----- TEXTO FORNECIDO -----

Mudanças climáticas dificultam planejamento do setor elétrico

Geração por fontes renováveis cresce, mas imprevisibilidade do clima torna diversificação da matriz mais complexa.

As fontes renováveis de energia representam mais de 90% da geração brasileira, segundo dados do Centro de Comercialização de Energia Elétrica (CCEE). Mas, como as hidrelétricas respondem por cerca de dois terços dessa produção, o sistema sofre uma pressão extra por conta das mudanças climáticas, que já afetam o planejamento do setor.

Em 2024, até agosto, na operação centralizada do Sistema Integrado Nacional (SIN), a água foi responsável por 69,2% da eletricidade gerada, os ventos por 15,1%, enquanto biomassa e solar contribuíram com 4,2% cada uma. Termelétricas movidas a combustíveis fósseis e energia nuclear também integram a matriz energética.

A capacidade instalada de todo o setor é de 225.388 MW, segundo o Operador Nacional do Sistema Elétrico (ONS). E vai crescer. “Somados os empreendimentos que já foram construídos desde janeiro, devemos encerrar 2024 com 293 novas centrais de geração solares, eólicas, hidrelétricas e a biomassa, que somam 10.711 MW de capacidade instalada”, afirma Alexandre Ramos, presidente do Conselho de Administração do CCEE. “O Brasil é um celeiro de energia renovável.”

O país tem a geração elétrica baseada na hidrelétrica e a diversificação da matriz começou nos anos 2000. “Nós continuamos extremamente vulneráveis e suscetíveis à disponibilidade de chuvas e de água para gerar eletricidade”, diz Rodrigo Sauaia,
presidente-executivo da Associação Brasileira de Energia Solar Fotovoltaica (Absolar). “Isso é preocupante. É importante seguir diversificando a matriz elétrica brasileira, porque o clima já está mudando.”

-----

_OBJETIVO A_
Por favor, coloque em uma lista JSON de strings o trecho das linhas abaixo que vai da linha que contém "# Outline the region of every instance of the window." até a linha que contém "--target window", incluindo as duas. Use uma string por linha e deixe de fora as linhas em branco.

----- LINHAS FORNECIDAS -----

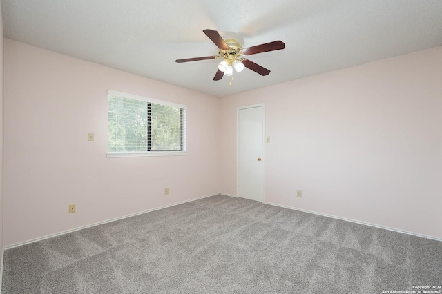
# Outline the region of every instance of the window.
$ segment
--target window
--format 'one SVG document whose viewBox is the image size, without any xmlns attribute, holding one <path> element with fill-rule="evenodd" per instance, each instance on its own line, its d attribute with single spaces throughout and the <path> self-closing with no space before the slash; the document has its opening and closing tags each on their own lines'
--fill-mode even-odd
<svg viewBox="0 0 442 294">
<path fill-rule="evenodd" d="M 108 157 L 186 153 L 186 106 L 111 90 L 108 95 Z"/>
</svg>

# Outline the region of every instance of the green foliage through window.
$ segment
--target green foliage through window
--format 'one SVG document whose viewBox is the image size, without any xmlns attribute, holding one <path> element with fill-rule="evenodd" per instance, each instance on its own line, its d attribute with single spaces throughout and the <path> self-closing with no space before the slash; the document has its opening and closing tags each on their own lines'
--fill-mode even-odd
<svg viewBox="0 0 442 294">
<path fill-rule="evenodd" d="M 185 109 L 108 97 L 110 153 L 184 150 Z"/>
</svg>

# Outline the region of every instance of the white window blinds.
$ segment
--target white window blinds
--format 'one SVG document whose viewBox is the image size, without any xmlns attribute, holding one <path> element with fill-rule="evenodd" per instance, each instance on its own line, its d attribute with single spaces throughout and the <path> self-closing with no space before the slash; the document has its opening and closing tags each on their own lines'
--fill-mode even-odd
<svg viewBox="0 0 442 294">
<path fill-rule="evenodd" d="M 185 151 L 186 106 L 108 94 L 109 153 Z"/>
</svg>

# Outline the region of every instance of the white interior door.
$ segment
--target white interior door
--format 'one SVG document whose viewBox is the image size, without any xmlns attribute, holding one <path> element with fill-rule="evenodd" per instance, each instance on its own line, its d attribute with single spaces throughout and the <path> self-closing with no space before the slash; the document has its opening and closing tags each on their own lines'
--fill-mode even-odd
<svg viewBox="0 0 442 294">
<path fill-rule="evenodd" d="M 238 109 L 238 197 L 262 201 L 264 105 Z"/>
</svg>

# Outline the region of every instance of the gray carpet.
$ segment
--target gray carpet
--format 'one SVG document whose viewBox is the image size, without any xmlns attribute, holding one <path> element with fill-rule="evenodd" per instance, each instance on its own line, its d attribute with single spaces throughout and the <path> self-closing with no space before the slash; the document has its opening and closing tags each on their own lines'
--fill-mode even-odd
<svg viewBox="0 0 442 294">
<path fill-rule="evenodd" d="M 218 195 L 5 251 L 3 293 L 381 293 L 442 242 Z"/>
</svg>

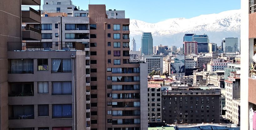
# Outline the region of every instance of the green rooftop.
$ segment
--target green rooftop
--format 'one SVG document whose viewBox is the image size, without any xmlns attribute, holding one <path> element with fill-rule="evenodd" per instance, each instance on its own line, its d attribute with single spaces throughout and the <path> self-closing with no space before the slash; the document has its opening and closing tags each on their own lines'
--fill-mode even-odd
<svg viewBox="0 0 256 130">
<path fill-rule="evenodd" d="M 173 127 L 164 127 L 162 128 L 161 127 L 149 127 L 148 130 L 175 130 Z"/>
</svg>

-----
----- LINHAS FORNECIDAS -----

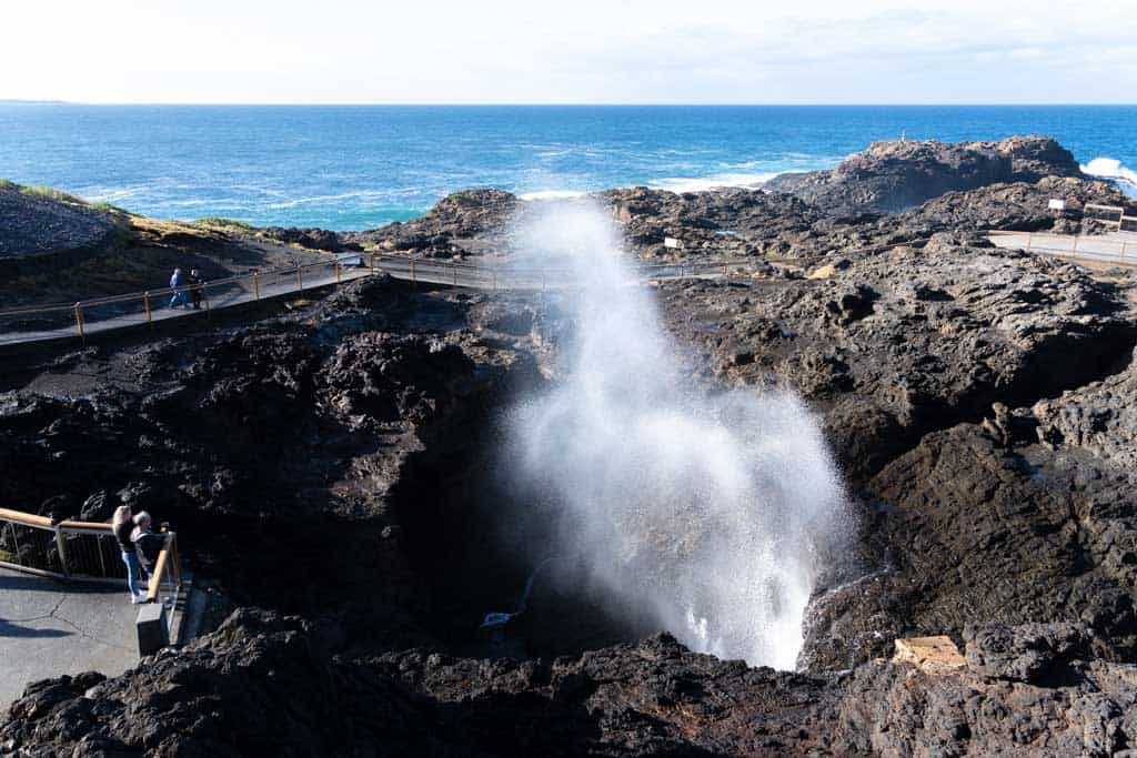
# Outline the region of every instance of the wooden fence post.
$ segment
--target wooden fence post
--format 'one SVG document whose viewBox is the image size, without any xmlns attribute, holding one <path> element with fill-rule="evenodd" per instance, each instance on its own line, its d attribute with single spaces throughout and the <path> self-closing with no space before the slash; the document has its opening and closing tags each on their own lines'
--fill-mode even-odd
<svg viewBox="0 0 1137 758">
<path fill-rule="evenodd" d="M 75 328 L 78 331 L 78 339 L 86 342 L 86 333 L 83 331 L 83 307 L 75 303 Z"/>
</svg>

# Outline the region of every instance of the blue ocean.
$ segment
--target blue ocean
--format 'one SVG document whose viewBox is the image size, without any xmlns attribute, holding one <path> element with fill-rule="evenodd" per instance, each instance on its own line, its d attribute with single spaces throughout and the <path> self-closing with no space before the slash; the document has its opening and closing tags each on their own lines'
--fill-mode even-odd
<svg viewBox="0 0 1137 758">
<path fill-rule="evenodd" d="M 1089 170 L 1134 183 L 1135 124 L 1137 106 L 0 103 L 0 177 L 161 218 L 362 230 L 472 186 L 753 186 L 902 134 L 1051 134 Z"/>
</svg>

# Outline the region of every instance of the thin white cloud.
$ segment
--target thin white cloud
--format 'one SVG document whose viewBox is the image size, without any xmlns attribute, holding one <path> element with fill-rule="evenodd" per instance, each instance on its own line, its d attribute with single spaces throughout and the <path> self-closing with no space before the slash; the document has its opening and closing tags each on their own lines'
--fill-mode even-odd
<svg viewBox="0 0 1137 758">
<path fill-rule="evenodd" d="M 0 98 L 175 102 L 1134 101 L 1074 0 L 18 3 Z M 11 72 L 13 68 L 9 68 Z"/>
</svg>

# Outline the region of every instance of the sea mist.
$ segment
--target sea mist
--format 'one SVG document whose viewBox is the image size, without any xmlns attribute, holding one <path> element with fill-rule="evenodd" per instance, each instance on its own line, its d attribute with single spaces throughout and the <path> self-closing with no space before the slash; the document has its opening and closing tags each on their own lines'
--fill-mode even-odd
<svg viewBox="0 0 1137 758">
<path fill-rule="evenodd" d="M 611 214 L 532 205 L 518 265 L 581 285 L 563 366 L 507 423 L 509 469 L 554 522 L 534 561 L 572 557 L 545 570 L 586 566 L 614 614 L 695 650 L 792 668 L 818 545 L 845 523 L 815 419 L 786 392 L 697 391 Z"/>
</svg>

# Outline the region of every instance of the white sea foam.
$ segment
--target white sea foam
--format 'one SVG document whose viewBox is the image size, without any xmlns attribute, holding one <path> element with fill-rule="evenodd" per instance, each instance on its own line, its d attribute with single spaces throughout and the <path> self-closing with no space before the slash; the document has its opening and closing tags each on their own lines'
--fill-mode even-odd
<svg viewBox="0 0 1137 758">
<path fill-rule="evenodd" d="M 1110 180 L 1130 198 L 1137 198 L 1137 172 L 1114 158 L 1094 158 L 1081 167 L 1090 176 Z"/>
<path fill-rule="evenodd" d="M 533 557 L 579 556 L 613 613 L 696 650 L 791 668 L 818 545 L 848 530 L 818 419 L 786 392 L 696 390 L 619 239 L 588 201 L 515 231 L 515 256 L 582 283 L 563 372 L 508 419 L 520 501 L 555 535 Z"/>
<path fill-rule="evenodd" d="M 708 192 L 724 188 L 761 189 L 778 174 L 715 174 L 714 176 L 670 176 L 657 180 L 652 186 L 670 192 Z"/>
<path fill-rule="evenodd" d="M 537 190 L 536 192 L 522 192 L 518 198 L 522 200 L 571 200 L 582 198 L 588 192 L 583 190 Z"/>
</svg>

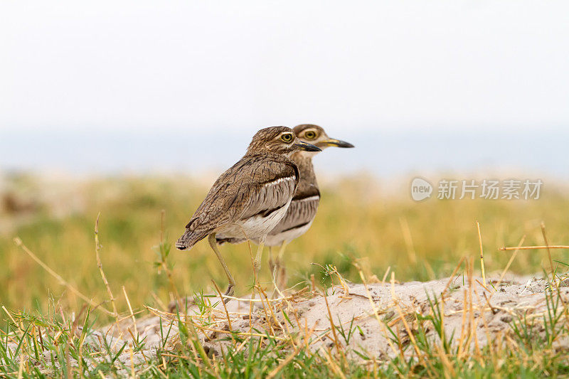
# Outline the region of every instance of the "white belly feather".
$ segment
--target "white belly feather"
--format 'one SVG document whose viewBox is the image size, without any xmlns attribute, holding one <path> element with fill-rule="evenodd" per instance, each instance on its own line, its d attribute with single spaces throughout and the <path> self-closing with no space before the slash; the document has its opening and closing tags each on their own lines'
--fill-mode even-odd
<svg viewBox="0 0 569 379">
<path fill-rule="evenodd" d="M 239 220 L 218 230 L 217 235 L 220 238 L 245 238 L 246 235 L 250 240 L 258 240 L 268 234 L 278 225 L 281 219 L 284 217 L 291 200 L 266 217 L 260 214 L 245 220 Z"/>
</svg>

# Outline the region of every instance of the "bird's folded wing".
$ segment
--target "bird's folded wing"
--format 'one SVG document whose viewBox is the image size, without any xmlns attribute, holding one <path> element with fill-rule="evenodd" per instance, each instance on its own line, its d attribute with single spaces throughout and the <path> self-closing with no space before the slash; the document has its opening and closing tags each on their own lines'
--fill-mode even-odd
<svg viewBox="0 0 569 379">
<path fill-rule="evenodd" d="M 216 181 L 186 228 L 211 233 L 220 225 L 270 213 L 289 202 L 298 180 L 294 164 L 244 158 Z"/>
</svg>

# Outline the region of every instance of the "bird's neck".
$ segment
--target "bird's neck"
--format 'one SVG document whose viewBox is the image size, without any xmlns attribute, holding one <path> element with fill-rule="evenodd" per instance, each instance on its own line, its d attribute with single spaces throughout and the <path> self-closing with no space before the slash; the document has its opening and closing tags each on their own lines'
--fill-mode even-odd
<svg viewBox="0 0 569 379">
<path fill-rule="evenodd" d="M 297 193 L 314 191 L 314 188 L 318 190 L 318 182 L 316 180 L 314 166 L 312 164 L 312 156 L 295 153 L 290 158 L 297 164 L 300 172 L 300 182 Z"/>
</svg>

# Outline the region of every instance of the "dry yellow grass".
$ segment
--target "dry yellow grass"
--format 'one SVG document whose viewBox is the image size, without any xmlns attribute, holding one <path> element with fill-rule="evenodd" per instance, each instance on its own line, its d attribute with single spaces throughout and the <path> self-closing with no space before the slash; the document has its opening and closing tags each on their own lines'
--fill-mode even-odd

-----
----- LINHAS FORNECIDAS -----

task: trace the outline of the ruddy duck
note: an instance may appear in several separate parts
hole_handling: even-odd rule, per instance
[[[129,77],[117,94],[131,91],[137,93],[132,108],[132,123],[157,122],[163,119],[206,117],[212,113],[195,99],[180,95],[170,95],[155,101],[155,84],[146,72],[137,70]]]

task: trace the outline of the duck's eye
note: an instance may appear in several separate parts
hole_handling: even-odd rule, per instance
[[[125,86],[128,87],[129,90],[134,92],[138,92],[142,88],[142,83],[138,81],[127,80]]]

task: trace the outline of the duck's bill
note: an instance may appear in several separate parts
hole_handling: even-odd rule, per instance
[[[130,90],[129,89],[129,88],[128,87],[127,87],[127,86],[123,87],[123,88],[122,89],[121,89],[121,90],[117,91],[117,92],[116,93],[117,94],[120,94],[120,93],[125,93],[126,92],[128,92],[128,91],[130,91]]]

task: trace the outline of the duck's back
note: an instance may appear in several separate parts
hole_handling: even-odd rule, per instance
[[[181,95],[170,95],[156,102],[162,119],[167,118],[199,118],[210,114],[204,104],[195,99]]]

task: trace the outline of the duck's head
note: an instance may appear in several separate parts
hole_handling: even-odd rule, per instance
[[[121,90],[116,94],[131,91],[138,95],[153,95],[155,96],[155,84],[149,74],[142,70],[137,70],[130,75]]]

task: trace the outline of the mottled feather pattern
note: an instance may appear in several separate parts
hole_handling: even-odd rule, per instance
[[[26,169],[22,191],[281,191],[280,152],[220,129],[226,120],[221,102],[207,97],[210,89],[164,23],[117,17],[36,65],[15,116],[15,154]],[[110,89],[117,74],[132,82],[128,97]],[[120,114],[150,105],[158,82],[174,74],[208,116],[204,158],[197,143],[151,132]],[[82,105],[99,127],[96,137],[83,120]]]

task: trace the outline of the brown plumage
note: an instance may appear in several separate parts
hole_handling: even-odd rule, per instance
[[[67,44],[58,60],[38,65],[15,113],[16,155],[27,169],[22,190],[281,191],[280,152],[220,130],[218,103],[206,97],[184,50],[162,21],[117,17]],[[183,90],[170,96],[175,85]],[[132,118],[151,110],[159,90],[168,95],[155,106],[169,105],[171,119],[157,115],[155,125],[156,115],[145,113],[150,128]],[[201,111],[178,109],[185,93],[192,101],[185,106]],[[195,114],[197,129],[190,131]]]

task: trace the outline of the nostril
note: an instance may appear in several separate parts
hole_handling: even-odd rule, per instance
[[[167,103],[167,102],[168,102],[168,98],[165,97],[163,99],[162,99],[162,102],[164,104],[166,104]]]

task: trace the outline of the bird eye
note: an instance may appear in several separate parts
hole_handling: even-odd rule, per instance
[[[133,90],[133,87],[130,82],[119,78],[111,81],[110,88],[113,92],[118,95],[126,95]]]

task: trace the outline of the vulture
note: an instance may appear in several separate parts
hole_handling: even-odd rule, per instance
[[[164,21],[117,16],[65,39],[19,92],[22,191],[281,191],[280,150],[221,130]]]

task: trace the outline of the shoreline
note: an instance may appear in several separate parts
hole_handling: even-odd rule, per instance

-----

_OBJETIVO B_
Responda com base na matéria sobre o setor elétrico:
(i) Qual é a capacidade instalada de todo o setor, segundo o Operador Nacional do Sistema Elétrico?
(ii) Em 2024, até agosto, que percentual da eletricidade gerada no SIN veio dos ventos?
(iii) Quando começou a diversificação da matriz no país?

_RESPOSTA COMPLETA A_
[
  "# Outline the region of every instance of the window.",
  "$ segment",
  "--target window"
]

_RESPOSTA COMPLETA B_
(i) 225.388 MW.
(ii) 15,1%.
(iii) Nos anos 2000.